--- BEGIN ---

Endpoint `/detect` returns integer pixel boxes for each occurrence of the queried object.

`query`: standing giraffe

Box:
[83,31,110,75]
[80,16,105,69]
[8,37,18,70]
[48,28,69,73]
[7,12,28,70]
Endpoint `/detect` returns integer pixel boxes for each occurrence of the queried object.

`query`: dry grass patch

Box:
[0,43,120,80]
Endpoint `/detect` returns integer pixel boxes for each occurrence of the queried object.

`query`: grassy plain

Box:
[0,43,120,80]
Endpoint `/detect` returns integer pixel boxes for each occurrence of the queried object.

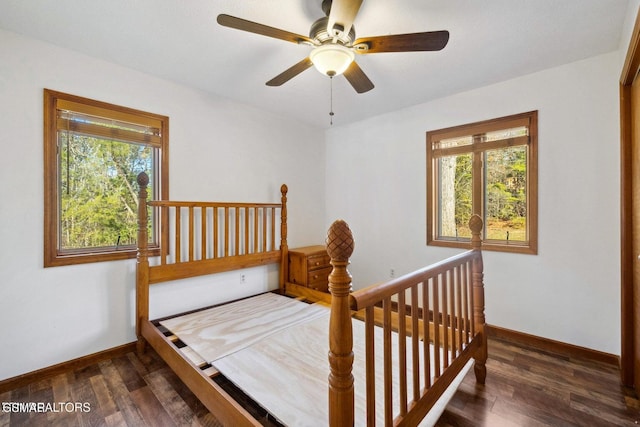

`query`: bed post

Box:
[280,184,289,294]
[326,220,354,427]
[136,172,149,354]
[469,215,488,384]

--- END ---
--- BEGIN ---

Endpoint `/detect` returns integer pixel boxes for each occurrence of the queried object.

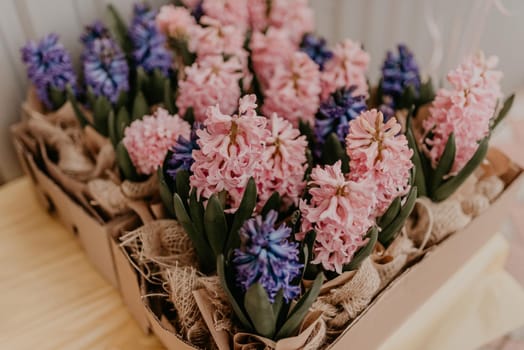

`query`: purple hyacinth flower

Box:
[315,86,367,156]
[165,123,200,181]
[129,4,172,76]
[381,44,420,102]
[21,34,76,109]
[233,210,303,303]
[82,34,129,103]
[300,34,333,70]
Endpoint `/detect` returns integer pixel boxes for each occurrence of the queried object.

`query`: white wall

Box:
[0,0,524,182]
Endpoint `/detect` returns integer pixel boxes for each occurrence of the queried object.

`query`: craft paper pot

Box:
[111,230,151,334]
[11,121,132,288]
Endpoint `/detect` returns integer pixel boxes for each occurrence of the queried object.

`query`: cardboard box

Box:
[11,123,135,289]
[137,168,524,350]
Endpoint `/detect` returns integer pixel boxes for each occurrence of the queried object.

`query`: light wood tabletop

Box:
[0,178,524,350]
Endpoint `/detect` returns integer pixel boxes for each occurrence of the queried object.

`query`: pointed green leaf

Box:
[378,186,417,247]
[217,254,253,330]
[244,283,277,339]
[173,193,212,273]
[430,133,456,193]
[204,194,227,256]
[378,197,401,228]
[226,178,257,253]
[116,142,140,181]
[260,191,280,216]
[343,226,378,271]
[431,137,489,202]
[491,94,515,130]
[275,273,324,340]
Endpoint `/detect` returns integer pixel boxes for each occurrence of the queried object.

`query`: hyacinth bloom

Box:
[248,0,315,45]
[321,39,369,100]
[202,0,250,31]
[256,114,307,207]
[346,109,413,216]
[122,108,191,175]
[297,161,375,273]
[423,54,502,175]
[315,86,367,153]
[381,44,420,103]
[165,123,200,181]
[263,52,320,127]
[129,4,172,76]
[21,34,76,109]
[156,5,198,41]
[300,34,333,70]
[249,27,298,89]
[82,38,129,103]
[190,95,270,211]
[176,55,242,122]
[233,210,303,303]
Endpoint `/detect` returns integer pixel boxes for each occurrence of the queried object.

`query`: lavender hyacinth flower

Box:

--- END ---
--- BEGIN ---

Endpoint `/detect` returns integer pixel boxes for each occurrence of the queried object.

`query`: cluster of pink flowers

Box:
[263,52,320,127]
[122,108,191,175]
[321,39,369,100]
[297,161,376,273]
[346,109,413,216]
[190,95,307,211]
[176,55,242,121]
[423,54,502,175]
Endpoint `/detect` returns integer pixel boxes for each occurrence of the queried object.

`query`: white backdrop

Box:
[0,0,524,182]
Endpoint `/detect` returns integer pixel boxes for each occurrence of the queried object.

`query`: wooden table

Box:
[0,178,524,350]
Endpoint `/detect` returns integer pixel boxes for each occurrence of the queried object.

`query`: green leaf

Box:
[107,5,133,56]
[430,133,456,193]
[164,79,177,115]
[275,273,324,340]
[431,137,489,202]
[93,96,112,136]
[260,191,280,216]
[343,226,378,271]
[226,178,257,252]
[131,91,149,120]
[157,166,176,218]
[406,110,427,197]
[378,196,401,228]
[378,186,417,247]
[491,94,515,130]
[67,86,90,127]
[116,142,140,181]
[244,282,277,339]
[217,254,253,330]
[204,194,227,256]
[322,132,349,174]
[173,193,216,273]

--- END ---

* _The request_:
Count the lines in the items above that contain the string "hyacinth", and reply with the number only.

* _Final result_:
3